**Work to be completed**
Begin with the line where "asks where surfboard" appears. Set down that line and the rest of the records below it exactly as given.

**Excerpted data**
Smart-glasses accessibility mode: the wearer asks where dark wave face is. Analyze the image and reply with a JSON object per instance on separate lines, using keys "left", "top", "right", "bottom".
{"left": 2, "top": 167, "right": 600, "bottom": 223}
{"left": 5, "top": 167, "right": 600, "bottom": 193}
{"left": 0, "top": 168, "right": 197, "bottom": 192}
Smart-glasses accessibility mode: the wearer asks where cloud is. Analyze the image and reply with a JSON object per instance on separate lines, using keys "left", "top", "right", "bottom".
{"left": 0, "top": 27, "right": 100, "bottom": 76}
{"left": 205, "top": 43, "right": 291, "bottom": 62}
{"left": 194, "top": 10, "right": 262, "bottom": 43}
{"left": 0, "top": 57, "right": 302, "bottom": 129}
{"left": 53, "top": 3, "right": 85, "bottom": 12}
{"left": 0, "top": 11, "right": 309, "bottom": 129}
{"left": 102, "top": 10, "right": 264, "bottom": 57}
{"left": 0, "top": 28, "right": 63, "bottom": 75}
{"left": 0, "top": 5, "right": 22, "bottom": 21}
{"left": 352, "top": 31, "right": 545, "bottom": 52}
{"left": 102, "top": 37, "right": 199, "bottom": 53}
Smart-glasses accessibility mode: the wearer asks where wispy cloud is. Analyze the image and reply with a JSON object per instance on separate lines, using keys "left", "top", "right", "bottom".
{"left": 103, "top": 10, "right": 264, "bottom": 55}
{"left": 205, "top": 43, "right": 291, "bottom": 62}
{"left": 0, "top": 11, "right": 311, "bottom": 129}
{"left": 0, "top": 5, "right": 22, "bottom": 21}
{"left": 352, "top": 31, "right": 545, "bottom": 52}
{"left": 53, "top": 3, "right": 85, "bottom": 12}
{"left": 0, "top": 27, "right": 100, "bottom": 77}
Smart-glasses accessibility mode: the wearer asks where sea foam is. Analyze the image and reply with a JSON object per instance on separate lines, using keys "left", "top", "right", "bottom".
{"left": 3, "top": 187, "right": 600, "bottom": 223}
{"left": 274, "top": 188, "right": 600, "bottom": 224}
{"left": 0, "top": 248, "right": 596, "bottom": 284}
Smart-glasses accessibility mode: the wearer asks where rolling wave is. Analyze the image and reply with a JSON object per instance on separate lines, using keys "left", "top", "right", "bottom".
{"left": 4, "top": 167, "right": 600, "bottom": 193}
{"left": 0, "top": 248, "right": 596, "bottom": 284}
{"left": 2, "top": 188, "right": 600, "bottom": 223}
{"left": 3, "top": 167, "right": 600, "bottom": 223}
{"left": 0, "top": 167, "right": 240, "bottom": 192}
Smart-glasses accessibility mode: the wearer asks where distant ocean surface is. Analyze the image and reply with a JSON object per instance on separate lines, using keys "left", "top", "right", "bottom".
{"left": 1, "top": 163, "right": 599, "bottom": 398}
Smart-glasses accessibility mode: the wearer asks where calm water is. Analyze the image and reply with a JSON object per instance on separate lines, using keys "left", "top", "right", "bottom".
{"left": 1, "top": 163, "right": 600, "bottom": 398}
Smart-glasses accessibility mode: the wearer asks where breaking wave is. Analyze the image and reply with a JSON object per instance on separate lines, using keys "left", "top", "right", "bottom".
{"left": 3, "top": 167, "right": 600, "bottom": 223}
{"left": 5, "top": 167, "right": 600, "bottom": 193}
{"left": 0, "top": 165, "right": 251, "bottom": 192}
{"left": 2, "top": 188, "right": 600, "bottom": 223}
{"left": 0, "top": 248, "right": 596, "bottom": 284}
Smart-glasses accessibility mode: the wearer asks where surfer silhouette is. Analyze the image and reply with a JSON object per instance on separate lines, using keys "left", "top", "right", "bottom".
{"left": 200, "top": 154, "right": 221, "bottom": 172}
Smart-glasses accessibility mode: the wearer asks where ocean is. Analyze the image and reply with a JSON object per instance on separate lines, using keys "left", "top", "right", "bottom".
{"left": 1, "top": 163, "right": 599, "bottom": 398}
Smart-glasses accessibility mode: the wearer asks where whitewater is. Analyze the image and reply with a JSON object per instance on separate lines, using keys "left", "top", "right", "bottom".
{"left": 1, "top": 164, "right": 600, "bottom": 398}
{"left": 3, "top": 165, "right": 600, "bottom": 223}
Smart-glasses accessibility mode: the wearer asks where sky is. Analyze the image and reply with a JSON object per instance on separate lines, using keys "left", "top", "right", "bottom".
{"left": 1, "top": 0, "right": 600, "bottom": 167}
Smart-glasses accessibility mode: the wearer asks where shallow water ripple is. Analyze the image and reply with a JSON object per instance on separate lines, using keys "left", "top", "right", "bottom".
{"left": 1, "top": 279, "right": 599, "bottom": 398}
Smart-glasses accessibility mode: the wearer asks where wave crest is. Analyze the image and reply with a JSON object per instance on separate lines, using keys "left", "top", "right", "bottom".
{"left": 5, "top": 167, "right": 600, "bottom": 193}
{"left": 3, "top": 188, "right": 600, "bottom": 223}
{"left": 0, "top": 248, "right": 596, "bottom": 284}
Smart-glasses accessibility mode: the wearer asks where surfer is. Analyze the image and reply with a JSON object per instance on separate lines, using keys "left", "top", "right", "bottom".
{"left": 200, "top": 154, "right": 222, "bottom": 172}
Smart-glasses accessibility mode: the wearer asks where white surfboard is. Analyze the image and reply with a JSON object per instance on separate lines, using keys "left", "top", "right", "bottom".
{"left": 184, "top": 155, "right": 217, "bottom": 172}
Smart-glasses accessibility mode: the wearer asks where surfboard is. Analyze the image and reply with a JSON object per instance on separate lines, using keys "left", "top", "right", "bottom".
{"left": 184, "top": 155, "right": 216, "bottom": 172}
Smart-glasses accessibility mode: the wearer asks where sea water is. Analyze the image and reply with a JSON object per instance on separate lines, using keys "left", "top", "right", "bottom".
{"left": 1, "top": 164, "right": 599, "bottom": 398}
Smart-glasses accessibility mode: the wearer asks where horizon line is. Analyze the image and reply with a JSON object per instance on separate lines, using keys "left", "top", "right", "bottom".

**Result of this task**
Smart-glasses accessibility mode: the wearer asks where surfboard is. Analyze the image and reply with a JSON object per instance on separate lines, using keys "left", "top", "right", "bottom".
{"left": 184, "top": 155, "right": 216, "bottom": 172}
Smart-glasses accessibility mode: the wearer asks where sea water is. Analyze the image and reply with a JSON object per instance on separate lines, using keys "left", "top", "right", "bottom".
{"left": 1, "top": 164, "right": 599, "bottom": 398}
Smart-glasses accessibility mode: the wearer asks where horizon line is. Analyze the image and reply with a JSON object per instance on separate lines, using keys "left", "top", "right", "bottom".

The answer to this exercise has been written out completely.